▸ **Region pointing data**:

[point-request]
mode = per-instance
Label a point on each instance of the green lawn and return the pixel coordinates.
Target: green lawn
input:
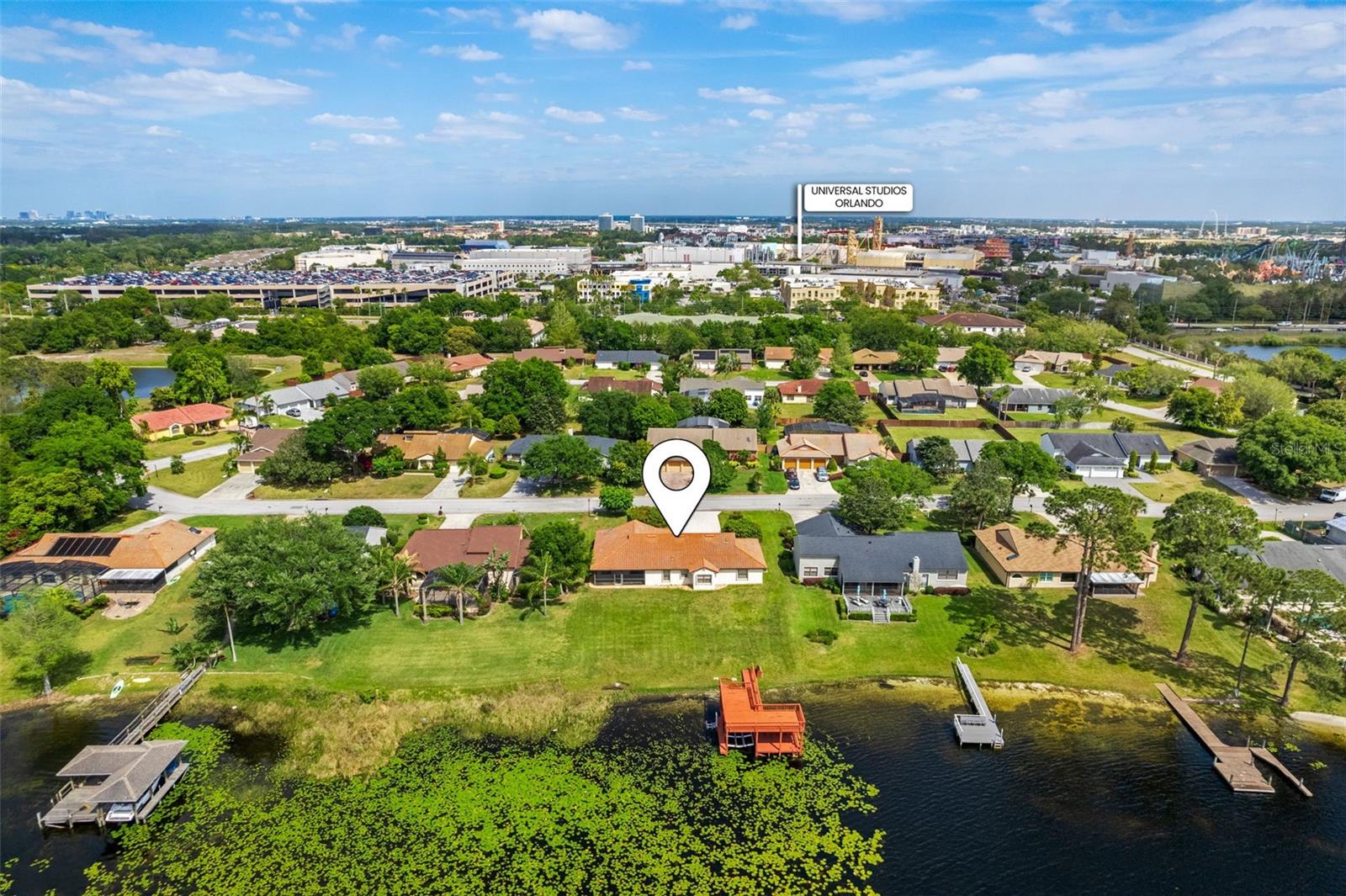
(404, 486)
(677, 639)
(182, 444)
(195, 480)
(127, 520)
(490, 487)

▸ **WHAT THIS TASK INVOLVES**: Pictures are to be omitted; set down the rest of the entries exactly as given.

▸ **RESULT OF THIS EXERCISE**:
[point-request]
mode = per-instance
Label a point on each instance of the green lawn and return the pixel coordinates.
Target: green lawn
input:
(404, 486)
(677, 639)
(182, 444)
(195, 480)
(127, 520)
(490, 487)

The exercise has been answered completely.